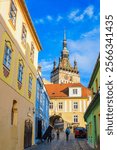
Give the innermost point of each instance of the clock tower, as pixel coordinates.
(64, 72)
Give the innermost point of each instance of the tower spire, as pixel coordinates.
(64, 40)
(64, 34)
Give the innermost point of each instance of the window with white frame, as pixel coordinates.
(75, 105)
(7, 56)
(13, 13)
(75, 118)
(75, 91)
(24, 34)
(30, 83)
(51, 105)
(60, 105)
(20, 72)
(32, 52)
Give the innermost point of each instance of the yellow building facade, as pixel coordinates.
(69, 102)
(19, 46)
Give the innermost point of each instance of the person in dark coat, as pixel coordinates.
(67, 131)
(49, 139)
(58, 133)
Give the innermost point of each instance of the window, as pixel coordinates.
(7, 56)
(75, 119)
(20, 72)
(24, 33)
(13, 13)
(32, 53)
(75, 91)
(14, 113)
(30, 83)
(75, 105)
(51, 105)
(60, 105)
(96, 85)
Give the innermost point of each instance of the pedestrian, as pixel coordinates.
(49, 136)
(57, 133)
(67, 131)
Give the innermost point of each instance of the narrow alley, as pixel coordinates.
(62, 144)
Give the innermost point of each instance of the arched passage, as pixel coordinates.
(57, 122)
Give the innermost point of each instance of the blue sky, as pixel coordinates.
(81, 19)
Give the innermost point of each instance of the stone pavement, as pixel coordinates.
(62, 144)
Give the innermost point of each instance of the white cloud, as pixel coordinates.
(89, 11)
(73, 14)
(76, 16)
(37, 21)
(49, 18)
(91, 33)
(59, 18)
(85, 51)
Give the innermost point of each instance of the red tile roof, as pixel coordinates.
(62, 90)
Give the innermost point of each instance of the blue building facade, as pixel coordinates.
(41, 110)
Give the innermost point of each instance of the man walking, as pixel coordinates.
(57, 133)
(67, 131)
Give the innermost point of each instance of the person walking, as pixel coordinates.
(49, 136)
(67, 131)
(57, 133)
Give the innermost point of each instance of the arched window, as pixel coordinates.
(14, 113)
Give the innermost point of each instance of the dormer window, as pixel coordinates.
(24, 34)
(7, 55)
(32, 53)
(13, 13)
(75, 91)
(75, 105)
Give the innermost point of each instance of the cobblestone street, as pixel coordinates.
(62, 144)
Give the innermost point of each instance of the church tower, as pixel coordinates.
(64, 72)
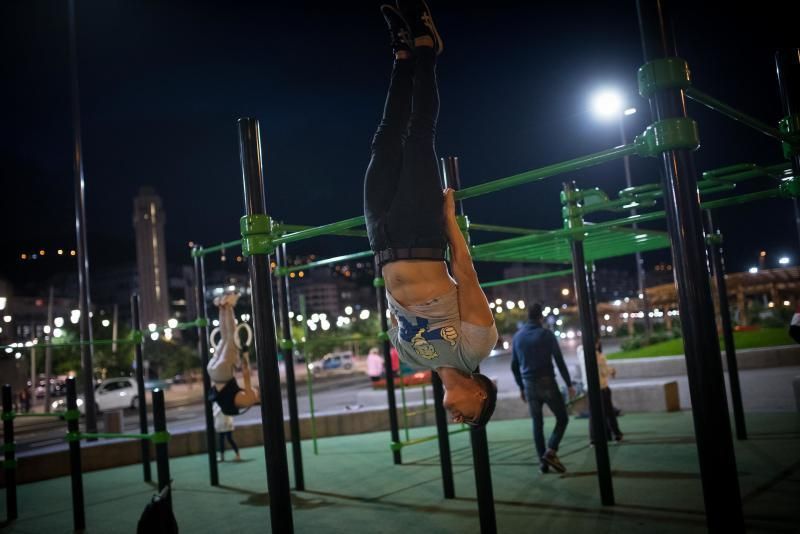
------
Given request: Repeat the records from the line with "Give the innermost point of each instance of the dormer" through the end of the records, both included, renaming "cobblestone street" to "paved road" and leaving everything else unchanged. Leave the pictures out.

Solution:
Give the innermost point of each instance of the dormer window, as pixel coordinates.
(24, 34)
(7, 55)
(32, 53)
(13, 13)
(75, 91)
(75, 105)
Give the innermost point of each instance of the paved road, as pixel coordinates.
(62, 144)
Give the innermost point of each instance of the church tower, as pixel coordinates.
(64, 72)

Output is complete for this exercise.